* **What the task requires**
The records that follow need to be output exactly as they are.

(Stored entries)
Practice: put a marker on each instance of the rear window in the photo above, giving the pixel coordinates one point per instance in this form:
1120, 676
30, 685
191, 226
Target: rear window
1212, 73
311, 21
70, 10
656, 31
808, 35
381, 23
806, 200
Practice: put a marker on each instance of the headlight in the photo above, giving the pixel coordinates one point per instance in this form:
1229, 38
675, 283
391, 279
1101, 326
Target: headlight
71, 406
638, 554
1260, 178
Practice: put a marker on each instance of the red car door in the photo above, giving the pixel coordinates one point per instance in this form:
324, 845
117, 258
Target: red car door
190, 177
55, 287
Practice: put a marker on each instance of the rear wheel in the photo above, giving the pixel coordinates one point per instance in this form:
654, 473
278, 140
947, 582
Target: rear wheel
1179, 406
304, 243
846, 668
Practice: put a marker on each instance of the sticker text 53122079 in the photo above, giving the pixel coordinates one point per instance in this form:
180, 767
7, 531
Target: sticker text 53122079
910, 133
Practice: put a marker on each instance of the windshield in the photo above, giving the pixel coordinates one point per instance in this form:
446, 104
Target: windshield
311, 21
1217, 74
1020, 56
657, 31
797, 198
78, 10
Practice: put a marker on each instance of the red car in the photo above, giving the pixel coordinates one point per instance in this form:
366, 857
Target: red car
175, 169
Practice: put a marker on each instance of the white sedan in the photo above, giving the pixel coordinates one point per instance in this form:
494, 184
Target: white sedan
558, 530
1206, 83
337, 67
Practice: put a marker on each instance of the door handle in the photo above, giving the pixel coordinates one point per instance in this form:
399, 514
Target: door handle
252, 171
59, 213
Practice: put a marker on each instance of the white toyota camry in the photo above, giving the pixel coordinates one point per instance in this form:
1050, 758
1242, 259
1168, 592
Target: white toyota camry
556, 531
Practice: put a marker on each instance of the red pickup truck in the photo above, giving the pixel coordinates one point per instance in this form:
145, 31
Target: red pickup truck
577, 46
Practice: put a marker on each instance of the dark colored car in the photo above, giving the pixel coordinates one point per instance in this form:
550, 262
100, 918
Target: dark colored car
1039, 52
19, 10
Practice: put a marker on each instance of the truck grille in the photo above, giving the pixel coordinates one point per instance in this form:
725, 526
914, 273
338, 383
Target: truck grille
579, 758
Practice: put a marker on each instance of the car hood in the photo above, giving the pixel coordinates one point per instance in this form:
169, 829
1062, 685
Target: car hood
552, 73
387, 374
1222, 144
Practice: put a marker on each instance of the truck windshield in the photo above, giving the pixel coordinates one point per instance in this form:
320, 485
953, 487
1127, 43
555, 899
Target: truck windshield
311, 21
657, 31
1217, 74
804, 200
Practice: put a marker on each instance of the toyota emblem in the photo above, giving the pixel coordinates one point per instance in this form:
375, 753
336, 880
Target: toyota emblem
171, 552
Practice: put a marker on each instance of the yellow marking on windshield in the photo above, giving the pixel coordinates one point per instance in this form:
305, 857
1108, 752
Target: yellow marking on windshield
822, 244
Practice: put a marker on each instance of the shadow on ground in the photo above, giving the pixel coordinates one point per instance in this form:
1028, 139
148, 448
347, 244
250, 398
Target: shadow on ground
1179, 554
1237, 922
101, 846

* **Output**
Practice: put a marker on each instance of the rear window in the photo above, giving the pixel coordinates one point per instance in this form:
1120, 676
30, 685
191, 226
Target: rear window
1212, 73
311, 21
70, 10
656, 31
808, 35
381, 23
806, 200
Practice: put a marker on each instance of the headlight in the photo above, giving the pixel coordinates one point per instance in this form:
1229, 38
675, 283
391, 279
1101, 326
Target: headlight
71, 406
638, 554
1260, 178
Practice: put a marker on each instance of the red car door in the photo above, giving the pixel coordinates one point per instance in this form:
324, 845
117, 258
Target: red car door
190, 177
55, 287
Practice: put a marker on each instance of the rear wheel in the photo above, giving the pixel coordinates one point per instance in this form:
654, 473
278, 140
947, 582
Target: rear wheel
1179, 406
304, 243
846, 668
Practice: put a marker on each instance of the sticker text 53122079 in the photo above, giving the pixel coordinates one point per instance in this form:
180, 767
7, 531
Target: sticker text 53122079
910, 133
Practice: put a marker on each instance of the windshield in the photo above, giving the pixel coordinates one point per instance in this form:
446, 104
Target: windshield
311, 21
1217, 74
1020, 56
657, 31
797, 198
78, 10
Practice: put a marker on each instance of the red car in the photo above, giving the pixel coordinates one point per instance in this form:
366, 857
Target: red car
175, 169
Practice: put a marker on each instance of the white sedan in the photo above, giving the pixel coordinates one point per instance in this form:
494, 184
Target: white sedan
558, 530
1206, 83
337, 67
Practice: put a marker on each instance of the door handle in the photo above, giving the pixel coordinates one point per instance in this form:
399, 514
Target: door handle
252, 171
59, 213
Practice: put a marker on each instance of the white toyota camry in the photo above, giving the pixel coordinates one point per instance in this form:
1050, 758
1242, 259
1168, 592
Target: white toyota camry
556, 531
Practice: put a marker on each instance of the red pickup truck in the photo above, giving the pixel coordinates one point per instance in this form:
145, 31
Target: red pickup truck
577, 46
Practice: put a marker on each instance of the dark colored car in the photo above, giving the pixel coordinates one point per instance in this form:
550, 262
100, 918
Target: dark colored car
1039, 52
19, 10
Practice: put a marker on each instance of the truck grille in the photo above, giving the pixel coordinates one point per instance in this form:
725, 526
914, 273
338, 383
Target: truck grille
579, 758
Practice: put a marker on each instance of the car hood in the photo above, giving the pixel coordinates one point per instance in this form:
169, 829
1062, 685
Target: car hood
552, 73
387, 374
1222, 144
Practice: put a marker on each instance of the truck windshield in the photo above, giving the pixel coordinates one point per instance in this form:
320, 485
953, 487
1127, 43
555, 899
Target: truck windshield
311, 21
657, 31
1217, 74
804, 200
Practice: put a marker on each instance of the toyota emblem in the photo above, giving the pixel coordinates one point per instance in this form:
375, 753
336, 880
Target: toyota emblem
171, 552
Practice: put a marker on each instance of the yellow marking on windshield in the photo above, giving the pixel coordinates one point per instance in this form:
305, 857
1108, 752
Target: yellow marking on windshield
822, 244
Practice: put a marker on each instance of the shadow on ground in the photo above, giving the pixel coordinates one point per instance in this form:
1028, 139
148, 448
347, 244
250, 398
Target: shadow on ground
1179, 554
1237, 922
101, 846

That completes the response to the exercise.